- **Exercise instructions**
Reproduce the records in full. Alter nothing.

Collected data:

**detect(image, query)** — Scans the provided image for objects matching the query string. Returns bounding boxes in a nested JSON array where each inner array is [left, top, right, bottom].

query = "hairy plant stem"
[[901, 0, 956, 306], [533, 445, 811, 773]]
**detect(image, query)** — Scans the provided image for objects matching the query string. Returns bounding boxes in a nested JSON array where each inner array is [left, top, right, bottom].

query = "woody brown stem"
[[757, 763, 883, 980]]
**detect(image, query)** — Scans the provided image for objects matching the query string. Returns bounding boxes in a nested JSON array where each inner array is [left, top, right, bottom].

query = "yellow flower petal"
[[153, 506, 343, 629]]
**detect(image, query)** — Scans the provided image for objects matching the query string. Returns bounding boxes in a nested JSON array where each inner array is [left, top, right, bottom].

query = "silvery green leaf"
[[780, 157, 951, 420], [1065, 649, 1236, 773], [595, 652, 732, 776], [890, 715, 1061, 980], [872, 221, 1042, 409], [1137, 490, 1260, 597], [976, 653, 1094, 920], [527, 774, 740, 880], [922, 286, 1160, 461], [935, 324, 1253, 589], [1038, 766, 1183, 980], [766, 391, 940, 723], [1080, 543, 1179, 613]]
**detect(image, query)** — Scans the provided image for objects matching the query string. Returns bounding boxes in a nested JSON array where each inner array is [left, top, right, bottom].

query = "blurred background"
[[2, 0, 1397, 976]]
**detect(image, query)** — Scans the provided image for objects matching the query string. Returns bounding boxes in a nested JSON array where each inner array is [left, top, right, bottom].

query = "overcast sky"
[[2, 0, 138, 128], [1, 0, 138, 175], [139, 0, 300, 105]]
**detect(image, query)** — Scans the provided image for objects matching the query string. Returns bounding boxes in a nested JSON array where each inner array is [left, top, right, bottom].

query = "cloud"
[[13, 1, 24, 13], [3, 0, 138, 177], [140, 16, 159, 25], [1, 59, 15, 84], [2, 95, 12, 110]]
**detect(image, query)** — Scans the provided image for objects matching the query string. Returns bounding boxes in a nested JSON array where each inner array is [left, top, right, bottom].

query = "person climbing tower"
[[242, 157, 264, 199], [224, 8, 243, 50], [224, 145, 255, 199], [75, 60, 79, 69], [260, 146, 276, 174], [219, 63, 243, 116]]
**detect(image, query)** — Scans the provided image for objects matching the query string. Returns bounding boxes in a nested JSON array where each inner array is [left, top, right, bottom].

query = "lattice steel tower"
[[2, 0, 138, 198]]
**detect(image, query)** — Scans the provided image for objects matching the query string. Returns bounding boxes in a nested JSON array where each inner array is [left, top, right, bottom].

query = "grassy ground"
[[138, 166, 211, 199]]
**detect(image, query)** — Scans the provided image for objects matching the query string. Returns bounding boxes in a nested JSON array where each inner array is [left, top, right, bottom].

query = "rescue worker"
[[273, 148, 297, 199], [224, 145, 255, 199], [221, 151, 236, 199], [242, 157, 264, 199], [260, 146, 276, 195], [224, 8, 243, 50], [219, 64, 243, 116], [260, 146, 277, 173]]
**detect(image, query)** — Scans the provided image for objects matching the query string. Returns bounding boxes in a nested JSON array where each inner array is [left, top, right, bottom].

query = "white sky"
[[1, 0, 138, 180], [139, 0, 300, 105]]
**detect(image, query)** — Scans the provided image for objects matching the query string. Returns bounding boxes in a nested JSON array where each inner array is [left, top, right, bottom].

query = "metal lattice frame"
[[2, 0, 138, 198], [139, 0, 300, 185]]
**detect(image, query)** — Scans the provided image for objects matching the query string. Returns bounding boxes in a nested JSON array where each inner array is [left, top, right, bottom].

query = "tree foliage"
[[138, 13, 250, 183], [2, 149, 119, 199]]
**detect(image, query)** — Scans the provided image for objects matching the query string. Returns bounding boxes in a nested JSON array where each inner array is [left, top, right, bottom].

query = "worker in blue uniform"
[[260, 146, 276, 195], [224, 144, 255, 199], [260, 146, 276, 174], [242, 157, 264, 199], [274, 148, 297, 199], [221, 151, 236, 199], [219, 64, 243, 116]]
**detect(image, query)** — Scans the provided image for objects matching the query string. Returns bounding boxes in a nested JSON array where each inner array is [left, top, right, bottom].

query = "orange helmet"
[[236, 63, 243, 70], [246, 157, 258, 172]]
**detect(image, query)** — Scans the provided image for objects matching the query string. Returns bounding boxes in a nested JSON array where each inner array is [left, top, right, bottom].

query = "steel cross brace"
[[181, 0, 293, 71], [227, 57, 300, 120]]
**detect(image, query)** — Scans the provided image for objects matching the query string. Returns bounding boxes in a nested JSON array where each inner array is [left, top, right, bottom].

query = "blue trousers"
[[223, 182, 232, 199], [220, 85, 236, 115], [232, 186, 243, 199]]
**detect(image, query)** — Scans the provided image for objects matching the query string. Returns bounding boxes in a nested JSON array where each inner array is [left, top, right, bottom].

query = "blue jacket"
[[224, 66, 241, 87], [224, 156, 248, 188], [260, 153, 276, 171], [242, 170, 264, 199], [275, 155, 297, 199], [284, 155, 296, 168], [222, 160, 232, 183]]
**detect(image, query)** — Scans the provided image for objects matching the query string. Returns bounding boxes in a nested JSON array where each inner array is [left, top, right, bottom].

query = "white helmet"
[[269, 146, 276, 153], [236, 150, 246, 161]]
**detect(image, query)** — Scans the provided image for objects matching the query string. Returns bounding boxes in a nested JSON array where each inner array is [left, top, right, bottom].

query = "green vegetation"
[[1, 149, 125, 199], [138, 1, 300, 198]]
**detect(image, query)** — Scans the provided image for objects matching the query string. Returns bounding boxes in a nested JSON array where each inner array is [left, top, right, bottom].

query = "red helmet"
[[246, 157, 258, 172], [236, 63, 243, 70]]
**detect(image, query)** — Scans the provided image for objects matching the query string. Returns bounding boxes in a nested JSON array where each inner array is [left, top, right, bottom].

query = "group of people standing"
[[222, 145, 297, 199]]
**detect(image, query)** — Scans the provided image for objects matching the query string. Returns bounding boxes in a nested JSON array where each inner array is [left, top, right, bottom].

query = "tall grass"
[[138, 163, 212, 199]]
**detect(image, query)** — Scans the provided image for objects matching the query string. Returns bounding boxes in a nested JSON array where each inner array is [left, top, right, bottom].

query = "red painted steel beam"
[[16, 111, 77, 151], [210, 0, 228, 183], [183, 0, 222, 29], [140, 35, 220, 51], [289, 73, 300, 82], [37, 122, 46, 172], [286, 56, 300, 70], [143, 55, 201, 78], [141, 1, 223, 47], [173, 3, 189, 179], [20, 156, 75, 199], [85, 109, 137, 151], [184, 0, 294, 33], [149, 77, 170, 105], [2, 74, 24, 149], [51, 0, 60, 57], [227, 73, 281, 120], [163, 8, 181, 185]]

- **Output for this exercise**
**detect(image, query)** — Scans the provided image for objects matching the query string. Returns bounding boxes in a nested JSON array where each inner array is [left, top, right, bottom].

query = "hairy plant stem"
[[901, 0, 956, 306], [533, 445, 811, 773]]
**detect(image, query)** — Scans the provided image for objects matching the query string. Returns bounding boxes in a nested JSON array where each inner array is [left, top, right, bottom].

query = "woody brown stem"
[[757, 763, 883, 980]]
**detect(image, query)** — Scans the provided image for objects matching the query string. Returns bounding boxes in a nested JSON array where each inner array is [left, top, right, bottom].

query = "yellow flower petal"
[[153, 506, 343, 629]]
**detect(image, query)** — Scans the provided image for objects matching the query string. Returns bounding boxes in a nested JSON array where each inner array is [left, top, right, bottom].

query = "silvery green leaf"
[[780, 157, 951, 420], [1065, 649, 1236, 773], [595, 652, 732, 776], [890, 715, 1061, 980], [872, 221, 1042, 409], [1137, 490, 1260, 597], [976, 653, 1094, 920], [527, 774, 740, 880], [922, 286, 1160, 461], [935, 324, 1253, 589], [1038, 766, 1183, 980], [766, 391, 940, 723], [1080, 543, 1179, 613]]
**detect(image, query)** — Scans the provided image for objects matching the query string. Returns bounding boxes in a nested JSON array where each inner array is [left, top, right, bottom].

query = "blurred background"
[[2, 0, 1397, 976]]
**detect(image, query)** — Scans the provided image for objects matching the query string. Returns bounding boxes in a nested JSON array where each inner array is [left, top, right, bottom].

query = "overcast sky"
[[2, 0, 138, 128], [1, 0, 138, 175], [139, 0, 300, 105]]
**detect(image, query)** — Scans the provided image for objects matching the query string. Returns bounding boxes in a nested JSON array where each inner array is [left, top, right, bottom].

query = "cloud"
[[13, 1, 24, 13], [3, 0, 138, 177], [140, 16, 159, 25], [1, 59, 15, 84], [2, 95, 12, 110]]
**detect(image, query)** — Scans the provided image for objects matching the query string. Returns bounding boxes in a nested JSON array where each inner array is [left, top, right, bottom].

query = "person climbing tower"
[[242, 157, 264, 199], [224, 8, 243, 50], [224, 145, 255, 199], [75, 60, 79, 69], [260, 146, 276, 174], [219, 63, 243, 116]]
**detect(image, query)** — Scans the provided image for objects matching the query string. Returns bounding boxes in a nested JSON array where each inner array is [left, top, right, bottom].

query = "lattice steel tower"
[[2, 0, 138, 198]]
**detect(image, query)** — Scans the provided image for objects matching the query string. Returns bounding boxes in a nested JSON array where each inner array is [left, top, right, bottom].

query = "grassy ground"
[[138, 166, 211, 199]]
**detect(image, query)** — Scans the provided image for objects matching the query string. Returns bounding boxes in a nested JSON array where each inner array is [left, top, right, bottom].

query = "rescue worker"
[[273, 148, 297, 199], [224, 145, 255, 199], [221, 151, 236, 199], [242, 157, 264, 199], [260, 146, 276, 195], [224, 8, 243, 50], [219, 64, 243, 116], [260, 146, 277, 173]]
**detect(image, query)** — Scans the provided image for objects matching the query string. Returns bounding boxes in a nested JSON array where each inner array is [left, top, right, bottom].

query = "white sky"
[[1, 0, 138, 180], [139, 0, 300, 105]]
**detect(image, query)** — Scans the provided image for objects matching the query string. Returns bounding boxes in a nested JSON array where each inner array is [left, top, right, bottom].

query = "metal lattice frame"
[[2, 0, 138, 198], [139, 0, 300, 185]]
**detect(image, query)** — Scans the provided image for objects matching the query string. Returns bounding boxes in a nested JSON array where each inner array is [left, top, right, bottom].

query = "tree foliage"
[[138, 13, 250, 183], [2, 149, 119, 199]]
**detect(image, query)** — Scans the provided image for objects matching the query string. Returns bounding boxes in a nested JSON array where each inner array is [left, top, right, bottom].

query = "worker in blue uniform"
[[260, 146, 276, 195], [224, 144, 255, 199], [260, 146, 276, 174], [242, 157, 264, 199], [274, 148, 297, 199], [221, 151, 236, 199], [219, 64, 243, 116]]
**detect(image, query)** — Scans the provided image for objects matching the query string. Returns bounding boxes in a nested JSON array where each inner array is [left, top, right, bottom].

query = "orange helmet"
[[236, 63, 243, 70], [246, 157, 258, 172]]
**detect(image, query)** — Scans the provided image for objects matching the query string. Returns bounding boxes in a nested JSON array where each inner array is [left, top, right, bottom].

query = "steel cross brace"
[[181, 0, 293, 71], [227, 57, 300, 120]]
**detect(image, query)** — Scans the provided image for objects matching the query string. Returns bounding boxes in a nested JSON array where each inner array is [left, top, right, bottom].

query = "blue trousers"
[[223, 182, 232, 199], [220, 85, 236, 115], [232, 186, 243, 199]]
**detect(image, query)** — Scans the provided image for objects matching the query string. Returns bounding boxes in a nested JSON array where each inner array is [left, top, right, bottom].

query = "blue jacket"
[[224, 66, 241, 87], [224, 156, 248, 188], [260, 153, 276, 171], [242, 170, 264, 199], [275, 155, 297, 199], [284, 155, 296, 168], [222, 160, 232, 183]]
**detect(image, query)** — Scans the provided image for objects matching the query string. Returns bounding boxes in a nested JSON array where each inner array is [left, top, right, bottom].

query = "white helmet"
[[269, 146, 276, 153], [236, 150, 246, 161]]
**detect(image, query)** — Scans the provided image for objects matching the query string. Returns bounding boxes in a nested JSON array where each inner array is [left, top, right, bottom].

query = "green vegetation"
[[1, 149, 125, 199], [138, 1, 300, 198]]
**detect(image, query)** — Scans the provided image for objects matching the query string. Returns bounding boxes in a nested JSON array where each inner array is [left, top, right, bottom].

query = "red helmet"
[[246, 157, 258, 172], [236, 63, 243, 70]]
**detect(image, query)** — Scans the provided image for objects matching the query string. Returns bounding boxes in a nested JSON array where each inner array is [left, top, right, bottom].

query = "group of people standing"
[[222, 145, 297, 199]]
**detect(image, query)** — Scans the provided image for objects matching the query string. Returns bounding boxes in a nested JSON array where each inner array is [left, top, right, bottom].

query = "tall grass"
[[138, 163, 212, 199]]
**detect(image, query)** — Scans the provided image for objects matching the query string. Returns bounding boxes in a nested JSON array where each inner array is [left, top, right, bottom].

query = "red painted steel beam"
[[16, 111, 77, 151], [210, 0, 228, 183], [183, 0, 222, 29], [140, 35, 220, 51], [289, 73, 300, 82], [37, 122, 46, 172], [286, 56, 300, 70], [143, 55, 201, 78], [141, 1, 223, 47], [173, 3, 189, 179], [20, 156, 75, 199], [85, 109, 137, 151], [184, 0, 294, 33], [149, 77, 170, 105], [2, 74, 24, 149], [51, 0, 60, 57], [227, 73, 281, 120], [163, 8, 181, 185]]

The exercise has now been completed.